* INPUT DATA

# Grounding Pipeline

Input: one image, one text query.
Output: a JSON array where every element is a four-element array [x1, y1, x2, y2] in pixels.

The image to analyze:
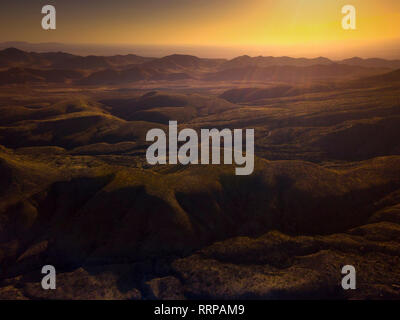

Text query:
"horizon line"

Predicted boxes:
[[1, 41, 400, 61]]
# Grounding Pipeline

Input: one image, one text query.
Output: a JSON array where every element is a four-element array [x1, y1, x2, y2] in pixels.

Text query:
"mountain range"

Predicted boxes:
[[1, 44, 400, 299], [1, 48, 400, 85]]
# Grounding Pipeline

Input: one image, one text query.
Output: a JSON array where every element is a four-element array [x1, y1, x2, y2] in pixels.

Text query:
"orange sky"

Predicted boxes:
[[1, 0, 400, 58]]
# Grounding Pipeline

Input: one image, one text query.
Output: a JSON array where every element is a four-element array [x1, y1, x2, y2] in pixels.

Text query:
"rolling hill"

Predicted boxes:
[[0, 48, 400, 300]]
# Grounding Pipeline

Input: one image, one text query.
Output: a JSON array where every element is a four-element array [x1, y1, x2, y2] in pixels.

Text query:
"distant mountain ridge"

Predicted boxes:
[[2, 47, 400, 70], [0, 48, 399, 85], [0, 47, 154, 70], [222, 55, 400, 70], [220, 55, 333, 69], [341, 57, 400, 69]]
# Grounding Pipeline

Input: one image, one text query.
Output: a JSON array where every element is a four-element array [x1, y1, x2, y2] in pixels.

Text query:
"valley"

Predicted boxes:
[[0, 48, 400, 299]]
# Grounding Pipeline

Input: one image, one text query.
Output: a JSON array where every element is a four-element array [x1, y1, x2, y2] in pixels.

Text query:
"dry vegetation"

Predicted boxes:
[[0, 48, 400, 299]]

* WORK REQUIRED
All the lines above are to be reproduced exactly, except the pictures.

* RESULT BELOW
# Grounding Pipeline

Input: one image, one text query.
Output: a JSON array where every element is a four-element array [x1, y1, x2, y2] in pixels.

The image to analyze:

Text query:
"horizon line"

Predicted boxes:
[[1, 41, 400, 61]]
# Grounding Pipeline

Input: one image, one text query.
Output: a JSON array where every element is a four-element array [x1, y1, x2, y2] in pixels.

Text query:
"mountain range"

Predicted boxes:
[[1, 44, 400, 299], [1, 48, 400, 85]]
# Grounding Pipeline

Input: one image, one text query.
Output: a JSON array where every element is a four-element array [x1, y1, x2, y2] in pixels.

Text query:
"orange sky"

Predicted boxes:
[[1, 0, 400, 58]]
# Grounding Pipeline

Input: one image, one text query.
Output: a JSON array where every element is a four-element array [x1, y1, x2, y2] in pixels.

Text query:
"rolling hill"

Predicted boxes:
[[0, 48, 400, 300]]
# Grounding Pipeline

Input: one image, one text query.
Output: a JSON array where every element is a four-element array [x1, y1, x2, y2] in pixels.

Text query:
"distant mountain ridge"

Predicted boxes:
[[2, 47, 400, 70], [0, 48, 399, 85], [0, 47, 154, 70], [222, 55, 400, 70], [220, 55, 333, 69], [341, 57, 400, 69]]
# Grounding Pipeline

Input: one image, one text query.
Output: a JSON array where every element is a four-element array [x1, y1, x2, y2] in pixels.

Text query:
"valley"

Predicted boxes:
[[0, 48, 400, 299]]
# Grounding Pipeline

Input: one image, one text query.
Output: a JSON array where every element is a four-element array [x1, y1, x2, y2] in pixels.

Text query:
"dry vegetation"

Predicted boxes:
[[0, 48, 400, 299]]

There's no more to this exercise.